PROBLEMS TO WORK ON:
1: Copy the passage on breathing and stress word for word, from "Patricia Lynn Belkowitz, M.Msc., C.Ht., EFT" up to and including "weight. Imagine that!".
2: List the credentials that follow the name Patricia Lynn Belkowitz at the top of the passage on breathing and stress.

EXCERPTED TEXT:

-------------------------

Patricia Lynn Belkowitz, M.Msc., C.Ht., EFT

Patricia-El Mata

Studies show that just twenty minutes a day focused on calming thoughts is very beneficial. It decreases the risk of hypertension, reduces chronic pain, and can reverse the loss of brain cells that occur from prolonged stress. It even turns off the mechanisms that increase your appetite! Sitting, breathing and not thinking can actually help you to lose weight. Imagine that!

Your breathing is controlled by your subconscious mind, part of the sympathetic nervous system. You don’t have to think about breathing. It just happens. But that can be a problem. When you get stressed, your breathing changes. Your breath feels different. It becomes more shallow and faster. It moves from your lower belly to high in your chest. In the meantime, the stress is causing your adrenal glands to pump out the hormones needed to manage your anxiety. You are now in fight-flight reaction, ready to attack the saber-toothed tiger or run back into your cave. Your bloodstream is filled with the toxins of fear and your muscles are tense.

-------------------------

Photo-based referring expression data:
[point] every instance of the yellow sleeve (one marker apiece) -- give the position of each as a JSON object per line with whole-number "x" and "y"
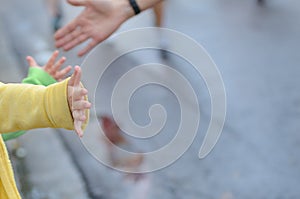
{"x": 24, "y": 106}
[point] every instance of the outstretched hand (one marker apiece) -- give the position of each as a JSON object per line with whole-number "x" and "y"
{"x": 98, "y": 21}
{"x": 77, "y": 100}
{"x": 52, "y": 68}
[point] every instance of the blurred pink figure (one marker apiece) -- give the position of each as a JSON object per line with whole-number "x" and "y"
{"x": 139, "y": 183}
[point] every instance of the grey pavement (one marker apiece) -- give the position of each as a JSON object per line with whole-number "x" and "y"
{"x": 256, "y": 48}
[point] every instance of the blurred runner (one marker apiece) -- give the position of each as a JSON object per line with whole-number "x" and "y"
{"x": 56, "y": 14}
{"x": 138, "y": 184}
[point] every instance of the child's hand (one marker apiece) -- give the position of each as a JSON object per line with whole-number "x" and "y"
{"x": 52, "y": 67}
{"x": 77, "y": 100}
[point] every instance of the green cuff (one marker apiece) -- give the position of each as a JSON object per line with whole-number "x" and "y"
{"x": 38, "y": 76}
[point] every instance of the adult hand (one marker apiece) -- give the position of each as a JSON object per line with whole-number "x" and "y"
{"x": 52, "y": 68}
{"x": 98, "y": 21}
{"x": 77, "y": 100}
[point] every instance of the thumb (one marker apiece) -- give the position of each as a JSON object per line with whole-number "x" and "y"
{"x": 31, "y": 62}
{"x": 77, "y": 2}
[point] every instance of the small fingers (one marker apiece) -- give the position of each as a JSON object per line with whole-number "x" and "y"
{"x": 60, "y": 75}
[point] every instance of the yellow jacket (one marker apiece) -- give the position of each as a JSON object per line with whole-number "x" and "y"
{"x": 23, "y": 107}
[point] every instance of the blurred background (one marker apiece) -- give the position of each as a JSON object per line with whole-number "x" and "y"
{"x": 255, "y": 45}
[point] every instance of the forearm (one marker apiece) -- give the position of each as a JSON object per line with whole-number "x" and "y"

-------------------------

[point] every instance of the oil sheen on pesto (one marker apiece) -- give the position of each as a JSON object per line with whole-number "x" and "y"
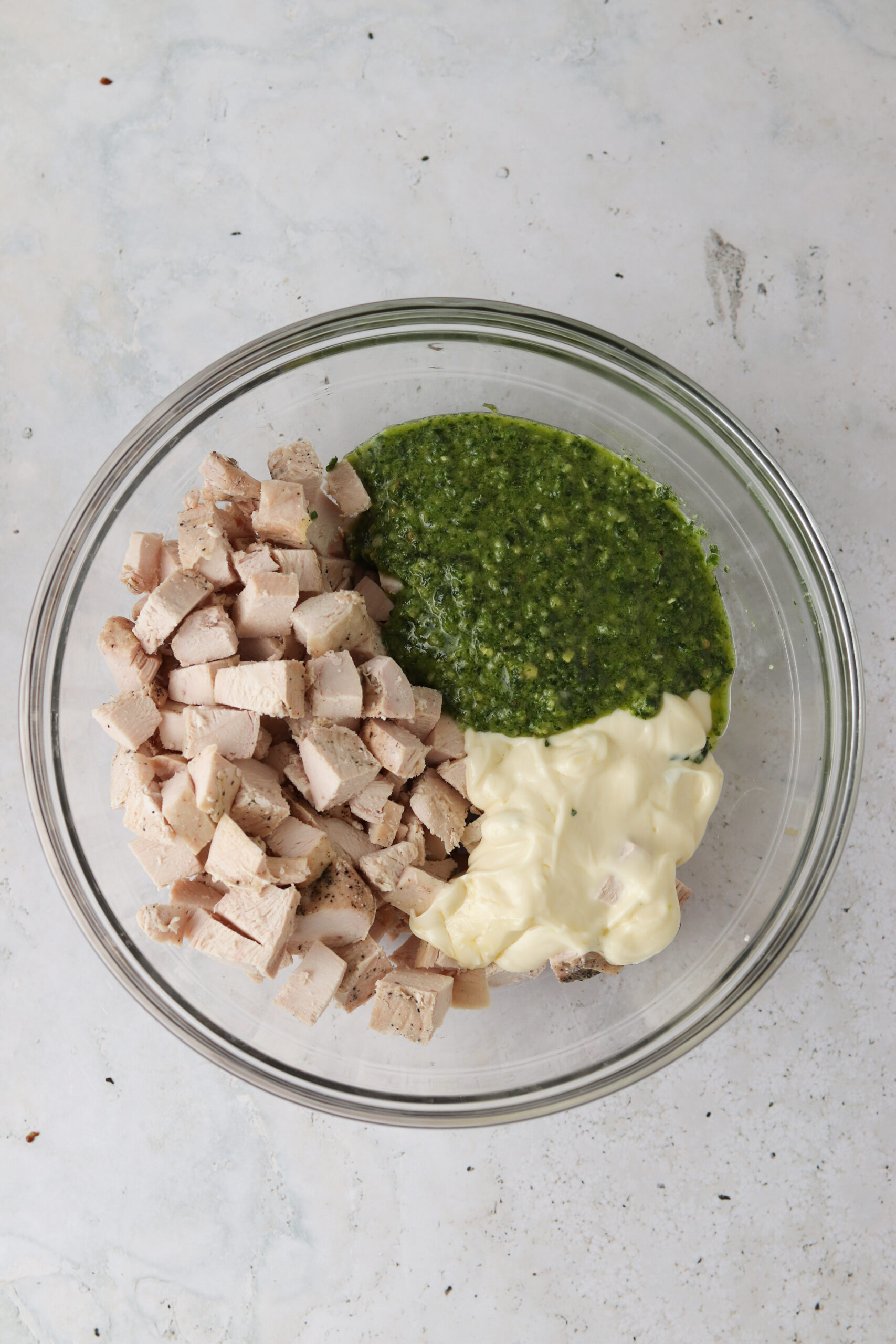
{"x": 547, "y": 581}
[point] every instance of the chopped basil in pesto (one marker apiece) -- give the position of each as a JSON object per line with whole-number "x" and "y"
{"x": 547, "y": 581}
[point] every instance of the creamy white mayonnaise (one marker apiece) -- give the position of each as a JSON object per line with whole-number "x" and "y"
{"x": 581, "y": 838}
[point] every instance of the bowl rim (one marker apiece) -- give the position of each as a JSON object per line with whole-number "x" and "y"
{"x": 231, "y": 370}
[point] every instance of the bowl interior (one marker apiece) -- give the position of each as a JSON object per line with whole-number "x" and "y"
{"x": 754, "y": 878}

-------------------------

ANSWERS TO THE PROBLEMS:
1:
Patricia Lynn Belkowitz, M.Msc., C.Ht., EFT

Patricia-El Mata

Studies show that just twenty minutes a day focused on calming thoughts is very beneficial. It decreases the risk of hypertension, reduces chronic pain, and can reverse the loss of brain cells that occur from prolonged stress. It even turns off the mechanisms that increase your appetite! Sitting, breathing and not thinking can actually help you to lose weight. Imagine that!

2: M.Msc., C.Ht., EFT